> **Input material**:
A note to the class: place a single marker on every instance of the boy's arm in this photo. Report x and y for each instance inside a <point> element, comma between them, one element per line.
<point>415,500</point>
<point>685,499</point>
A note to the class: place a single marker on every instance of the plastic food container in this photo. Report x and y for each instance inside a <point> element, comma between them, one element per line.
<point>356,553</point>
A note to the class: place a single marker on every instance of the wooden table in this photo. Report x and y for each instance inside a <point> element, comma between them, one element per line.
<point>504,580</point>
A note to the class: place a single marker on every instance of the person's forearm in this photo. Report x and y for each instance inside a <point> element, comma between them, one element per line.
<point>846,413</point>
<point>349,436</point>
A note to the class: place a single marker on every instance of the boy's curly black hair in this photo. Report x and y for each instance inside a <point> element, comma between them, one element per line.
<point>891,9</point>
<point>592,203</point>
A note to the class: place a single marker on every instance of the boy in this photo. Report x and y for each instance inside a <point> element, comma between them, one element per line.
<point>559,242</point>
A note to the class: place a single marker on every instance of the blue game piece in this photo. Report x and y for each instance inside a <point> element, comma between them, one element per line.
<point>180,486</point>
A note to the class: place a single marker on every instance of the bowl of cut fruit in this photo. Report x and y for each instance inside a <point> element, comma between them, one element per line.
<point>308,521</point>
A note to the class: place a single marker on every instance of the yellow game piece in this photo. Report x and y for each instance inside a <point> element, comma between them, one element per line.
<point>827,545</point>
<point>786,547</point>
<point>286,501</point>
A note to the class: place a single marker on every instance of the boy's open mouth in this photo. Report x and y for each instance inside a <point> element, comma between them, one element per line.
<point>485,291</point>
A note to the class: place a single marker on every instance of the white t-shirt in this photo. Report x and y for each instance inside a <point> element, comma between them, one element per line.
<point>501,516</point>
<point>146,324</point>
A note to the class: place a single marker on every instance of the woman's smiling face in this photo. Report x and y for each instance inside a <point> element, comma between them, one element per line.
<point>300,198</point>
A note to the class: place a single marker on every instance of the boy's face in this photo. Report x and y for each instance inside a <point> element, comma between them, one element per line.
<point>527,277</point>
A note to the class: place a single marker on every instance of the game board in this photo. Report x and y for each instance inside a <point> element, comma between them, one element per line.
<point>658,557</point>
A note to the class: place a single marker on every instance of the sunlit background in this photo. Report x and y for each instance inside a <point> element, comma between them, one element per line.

> **Assigned task**: Output the records above, each one exactly, with none left out.

> **Exercise solution**:
A note to the class: place a single marker on every instance of the boy's arm in this photo. Report x and y for each instance inside a <point> element, comma between them, one element per line.
<point>415,500</point>
<point>685,499</point>
A note to the class: place a single marker on every instance of the plastic food container in this photo. Report x and y for each instance inside a <point> element, comma between them, one element per line.
<point>356,553</point>
A note to the class: place a single marker on every instance of the wooden table in this photo. Report x and y for each instance inside a <point> element, comma between them, one element per line.
<point>504,580</point>
A note to the class: place a single marker on every instance of the person's forearm in this photo. Report x and y for each instance inside a <point> element, comma between them, one element per line.
<point>846,413</point>
<point>349,436</point>
A note to the class: place a single marker on every instance of the boy's curly black hair in this photo. Report x and y for each instance inside a <point> element, comma between them, one element per line.
<point>891,9</point>
<point>592,203</point>
A note to the class: place a single marker on every instance of the boy in this photo. Report x and y for each instance inside a <point> element, comma between them, one element per line.
<point>559,242</point>
A note to the class: place a single marker on every instance of the blue game piece in this photo. Report x and y for each instance inside a <point> element, comma between them, one element per line.
<point>180,486</point>
A note to the class: place a single marker on every instance of the bowl of cut fruit in this photo. Report x and y for each instance inside a <point> element, comma between them, one element per line.
<point>308,521</point>
A note to the class: place a single marker on every instance of the yellow game piece in this photo. Report x and y for each instance inside a <point> element, comma between them, one element per line.
<point>827,545</point>
<point>786,547</point>
<point>286,501</point>
A note to the class: place a single marker on every instance of the boy's open mouth in this photo. Report x and y for each instance inside a <point> element, comma between them, one element per line.
<point>485,291</point>
A note to the class: place a single marker on every instance of the white t-shirt in this photo. Report x and y for each instance inside a <point> element, comma between them, one element per line.
<point>501,516</point>
<point>146,324</point>
A note to the class: place a single marker on every instance of the woman's smiling face in this photo. Report x and y for each instance inside a <point> element, comma between them, one element per line.
<point>300,198</point>
A note to the class: place a single marker on every instance of the boy's face in this photo. Report x and y for each instance inside a <point> element, comma between them, one element per line.
<point>527,277</point>
A note to the class: place a single marker on every instance of the game board in this photo. Report x and y for each instance inside a <point> element, comma between them, one element per line.
<point>658,557</point>
A note to the class: place a single marker on every instance of the sunlit background in this photo. Report x and y for each instance inside a <point> element, comma between them, one element per line.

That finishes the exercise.